__ABOUT THIS TASK__: Please repeat, word for word, everything from "During the chorus" down to "the video's music." in the passage below about the OK Go music video.

__SOURCE TEXT__:
====

During the chorus sections of the song, Kulash drove the Sonic through a tunnel outfitted with several homemade instruments, including pipes, drums, hubcaps, and glass jars, with pneumatic arms and extensions from the car used to strike these to generate the video's music.

Kulash then approached various automobile manufacturers; in the case of Chevrolet, Perkins, a close friend of Kulash and the band, was working at one of the auto manufacturer's press agencies, and was able to let the band know that the company was looking for new advertisement ideas, ultimately leading to securing the video concept with Chevrolet. Kevin Mayer, Chevrolet's director of advertising, felt OK Go's influence with young adults through their past music videos was a close fit with the Sonic. Though the company provided between $500,000 and $1 million for the production of the video, they did not make any production demands on the band outside of limiting what modifications could be performed on the cars themselves; any further involvement or demands, according to Mayer, would have likely altered the impact of the video. Kulash noted that while such coordination with a commercial interest in the music industry was once seen in the past as "absolutely toxic", the industry has shifted to create new avenues that may be vital to remain significant. However, remaining in creative control of the product was considered key to the sponsorship; as Kulash stated "Being able to chase our ideas in any direction has been incredibly, incredibly freeing." He further praised Chevrolet for allowing the work to be produced without excessive marketing, noting that the band was surprised that "Chevy had the balls to go for it". Forbes magazine noted that this was not the first corporate sponsorship by OK Go, having had the creation of the videos for "This Too Shall Pass" (Rube Goldberg version) and "Last Leaf" sponsored by State Farm Insurance and Samsung, respectively.

====

__DATA__:
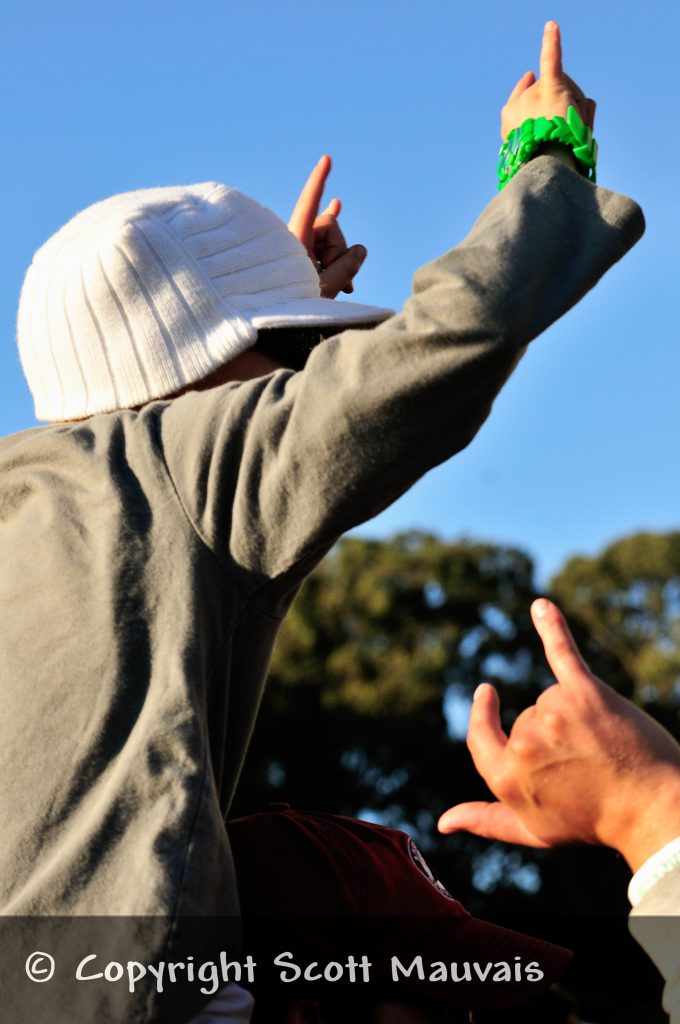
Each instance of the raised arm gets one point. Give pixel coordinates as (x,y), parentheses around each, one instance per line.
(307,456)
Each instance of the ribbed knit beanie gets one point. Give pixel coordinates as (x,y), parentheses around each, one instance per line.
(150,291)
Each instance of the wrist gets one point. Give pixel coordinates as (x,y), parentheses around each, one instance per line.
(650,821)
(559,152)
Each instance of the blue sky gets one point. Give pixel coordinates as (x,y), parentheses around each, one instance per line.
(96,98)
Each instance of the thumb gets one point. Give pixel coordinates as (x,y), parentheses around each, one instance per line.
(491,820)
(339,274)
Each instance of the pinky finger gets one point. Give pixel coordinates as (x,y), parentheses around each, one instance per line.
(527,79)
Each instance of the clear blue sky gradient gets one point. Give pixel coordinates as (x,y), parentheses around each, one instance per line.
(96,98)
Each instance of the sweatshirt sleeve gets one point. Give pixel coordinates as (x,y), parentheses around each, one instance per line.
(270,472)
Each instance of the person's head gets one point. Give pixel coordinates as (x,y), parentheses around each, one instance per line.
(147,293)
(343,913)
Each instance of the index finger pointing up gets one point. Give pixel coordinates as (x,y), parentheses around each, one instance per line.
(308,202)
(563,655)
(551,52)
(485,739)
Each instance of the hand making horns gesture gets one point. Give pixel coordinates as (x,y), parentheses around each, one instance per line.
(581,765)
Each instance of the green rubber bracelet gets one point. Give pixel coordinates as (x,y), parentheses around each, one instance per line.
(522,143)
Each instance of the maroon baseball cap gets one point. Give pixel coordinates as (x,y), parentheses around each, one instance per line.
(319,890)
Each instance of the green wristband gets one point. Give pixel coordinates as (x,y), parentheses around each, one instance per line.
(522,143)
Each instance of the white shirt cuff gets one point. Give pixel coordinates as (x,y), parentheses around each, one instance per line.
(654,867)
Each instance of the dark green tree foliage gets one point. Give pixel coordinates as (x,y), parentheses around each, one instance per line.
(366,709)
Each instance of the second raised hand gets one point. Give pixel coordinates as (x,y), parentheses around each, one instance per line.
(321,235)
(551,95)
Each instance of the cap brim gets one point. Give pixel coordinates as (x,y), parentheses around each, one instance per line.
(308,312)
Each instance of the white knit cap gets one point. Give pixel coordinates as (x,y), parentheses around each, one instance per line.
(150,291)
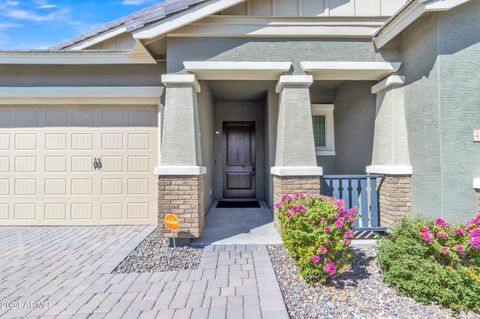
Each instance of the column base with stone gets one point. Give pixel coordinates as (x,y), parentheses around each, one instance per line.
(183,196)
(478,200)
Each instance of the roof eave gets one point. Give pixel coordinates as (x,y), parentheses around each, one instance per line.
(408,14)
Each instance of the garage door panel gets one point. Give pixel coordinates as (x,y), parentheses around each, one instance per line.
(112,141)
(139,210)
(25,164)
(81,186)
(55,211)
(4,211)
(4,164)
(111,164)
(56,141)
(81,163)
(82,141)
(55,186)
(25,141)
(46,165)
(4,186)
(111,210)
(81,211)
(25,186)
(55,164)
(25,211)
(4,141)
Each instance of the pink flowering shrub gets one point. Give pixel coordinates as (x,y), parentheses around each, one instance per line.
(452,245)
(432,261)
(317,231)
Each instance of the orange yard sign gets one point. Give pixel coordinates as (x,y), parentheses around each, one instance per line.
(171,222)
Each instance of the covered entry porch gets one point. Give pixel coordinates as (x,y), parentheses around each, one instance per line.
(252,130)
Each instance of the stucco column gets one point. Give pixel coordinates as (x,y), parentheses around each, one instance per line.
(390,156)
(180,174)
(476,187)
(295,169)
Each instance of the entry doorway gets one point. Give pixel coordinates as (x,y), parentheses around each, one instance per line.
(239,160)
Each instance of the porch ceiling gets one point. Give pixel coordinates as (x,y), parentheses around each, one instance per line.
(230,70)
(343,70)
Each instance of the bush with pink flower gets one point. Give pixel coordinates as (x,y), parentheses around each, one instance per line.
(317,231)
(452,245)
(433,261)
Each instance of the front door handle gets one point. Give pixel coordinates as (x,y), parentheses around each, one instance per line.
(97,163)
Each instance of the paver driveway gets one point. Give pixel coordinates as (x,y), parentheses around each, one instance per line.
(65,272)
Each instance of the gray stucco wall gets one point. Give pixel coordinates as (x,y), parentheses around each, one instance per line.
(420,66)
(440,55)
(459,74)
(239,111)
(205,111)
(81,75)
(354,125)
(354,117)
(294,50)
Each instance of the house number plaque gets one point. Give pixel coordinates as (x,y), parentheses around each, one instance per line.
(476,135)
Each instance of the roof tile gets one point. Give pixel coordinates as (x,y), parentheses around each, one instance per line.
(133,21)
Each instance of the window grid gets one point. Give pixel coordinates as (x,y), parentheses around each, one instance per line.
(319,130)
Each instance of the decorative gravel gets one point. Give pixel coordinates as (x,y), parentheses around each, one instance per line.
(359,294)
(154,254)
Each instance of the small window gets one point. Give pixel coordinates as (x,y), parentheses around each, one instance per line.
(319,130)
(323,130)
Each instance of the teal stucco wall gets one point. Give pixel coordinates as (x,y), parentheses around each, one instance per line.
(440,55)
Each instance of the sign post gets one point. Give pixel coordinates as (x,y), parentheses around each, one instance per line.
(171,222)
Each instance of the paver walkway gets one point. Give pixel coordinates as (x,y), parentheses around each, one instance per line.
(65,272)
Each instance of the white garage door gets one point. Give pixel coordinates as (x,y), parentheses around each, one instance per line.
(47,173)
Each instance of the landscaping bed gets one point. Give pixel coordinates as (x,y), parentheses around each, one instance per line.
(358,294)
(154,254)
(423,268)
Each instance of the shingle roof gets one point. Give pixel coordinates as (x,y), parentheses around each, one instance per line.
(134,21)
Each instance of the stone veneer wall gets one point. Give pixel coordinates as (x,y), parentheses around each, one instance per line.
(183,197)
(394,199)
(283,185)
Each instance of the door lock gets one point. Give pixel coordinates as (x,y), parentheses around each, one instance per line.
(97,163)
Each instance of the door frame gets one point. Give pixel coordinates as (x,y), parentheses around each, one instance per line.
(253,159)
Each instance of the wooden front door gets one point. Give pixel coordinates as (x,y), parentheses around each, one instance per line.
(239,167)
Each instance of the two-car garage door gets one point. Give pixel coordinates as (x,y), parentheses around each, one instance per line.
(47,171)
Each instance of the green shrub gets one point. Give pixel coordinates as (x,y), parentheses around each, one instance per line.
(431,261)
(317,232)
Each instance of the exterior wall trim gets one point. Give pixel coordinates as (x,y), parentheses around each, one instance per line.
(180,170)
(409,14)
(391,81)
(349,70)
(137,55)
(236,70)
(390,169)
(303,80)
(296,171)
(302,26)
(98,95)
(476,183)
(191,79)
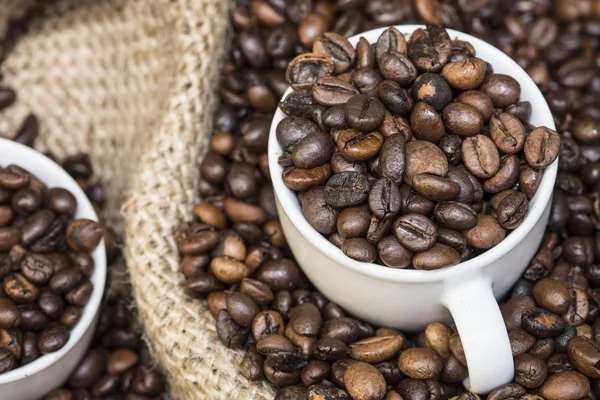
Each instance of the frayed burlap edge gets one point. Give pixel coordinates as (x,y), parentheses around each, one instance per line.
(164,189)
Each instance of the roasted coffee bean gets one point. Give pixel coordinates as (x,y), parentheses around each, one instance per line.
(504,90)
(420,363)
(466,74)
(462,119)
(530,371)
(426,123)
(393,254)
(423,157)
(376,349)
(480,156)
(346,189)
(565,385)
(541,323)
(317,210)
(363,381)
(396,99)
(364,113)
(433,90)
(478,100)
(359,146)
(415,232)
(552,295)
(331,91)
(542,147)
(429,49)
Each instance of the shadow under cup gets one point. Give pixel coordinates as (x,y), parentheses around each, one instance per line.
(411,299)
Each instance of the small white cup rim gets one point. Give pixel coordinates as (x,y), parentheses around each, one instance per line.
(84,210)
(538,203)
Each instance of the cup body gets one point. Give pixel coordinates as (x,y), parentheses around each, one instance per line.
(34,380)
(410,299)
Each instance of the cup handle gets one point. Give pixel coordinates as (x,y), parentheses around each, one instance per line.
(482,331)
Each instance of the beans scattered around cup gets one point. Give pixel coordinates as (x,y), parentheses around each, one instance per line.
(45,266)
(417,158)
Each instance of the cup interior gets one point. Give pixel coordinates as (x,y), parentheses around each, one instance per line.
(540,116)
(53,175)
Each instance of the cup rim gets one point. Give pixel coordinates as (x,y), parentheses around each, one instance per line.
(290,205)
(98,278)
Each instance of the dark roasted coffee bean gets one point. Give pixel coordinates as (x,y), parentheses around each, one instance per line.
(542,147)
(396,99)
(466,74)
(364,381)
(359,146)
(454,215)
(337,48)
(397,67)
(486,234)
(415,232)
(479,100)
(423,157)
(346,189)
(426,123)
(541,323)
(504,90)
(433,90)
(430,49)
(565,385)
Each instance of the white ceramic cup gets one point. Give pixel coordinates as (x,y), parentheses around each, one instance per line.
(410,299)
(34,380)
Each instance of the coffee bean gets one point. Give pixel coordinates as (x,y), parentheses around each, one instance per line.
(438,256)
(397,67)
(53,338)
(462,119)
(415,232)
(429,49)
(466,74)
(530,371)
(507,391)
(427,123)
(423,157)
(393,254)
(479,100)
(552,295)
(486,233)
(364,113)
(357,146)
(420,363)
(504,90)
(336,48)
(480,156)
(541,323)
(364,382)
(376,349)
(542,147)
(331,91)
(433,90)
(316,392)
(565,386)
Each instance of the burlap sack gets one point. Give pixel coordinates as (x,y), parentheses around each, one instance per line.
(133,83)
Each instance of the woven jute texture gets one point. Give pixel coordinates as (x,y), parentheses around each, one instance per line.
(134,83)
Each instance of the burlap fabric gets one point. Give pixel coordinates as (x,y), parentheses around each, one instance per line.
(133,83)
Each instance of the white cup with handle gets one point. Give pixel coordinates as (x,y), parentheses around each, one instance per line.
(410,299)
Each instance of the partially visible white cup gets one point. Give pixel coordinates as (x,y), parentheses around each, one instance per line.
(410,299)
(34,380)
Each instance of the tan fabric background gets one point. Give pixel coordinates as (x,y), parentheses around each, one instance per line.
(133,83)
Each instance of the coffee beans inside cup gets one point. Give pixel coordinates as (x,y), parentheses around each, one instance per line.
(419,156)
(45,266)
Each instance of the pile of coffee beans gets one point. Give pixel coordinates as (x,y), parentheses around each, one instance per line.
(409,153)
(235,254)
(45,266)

====

__ANSWER BOX__:
During the chorus sections of the song, Kulash drove the Sonic through a tunnel outfitted with several homemade instruments, including pipes, drums, hubcaps, and glass jars, with pneumatic arms and extensions from the car used to strike these to generate the video's music.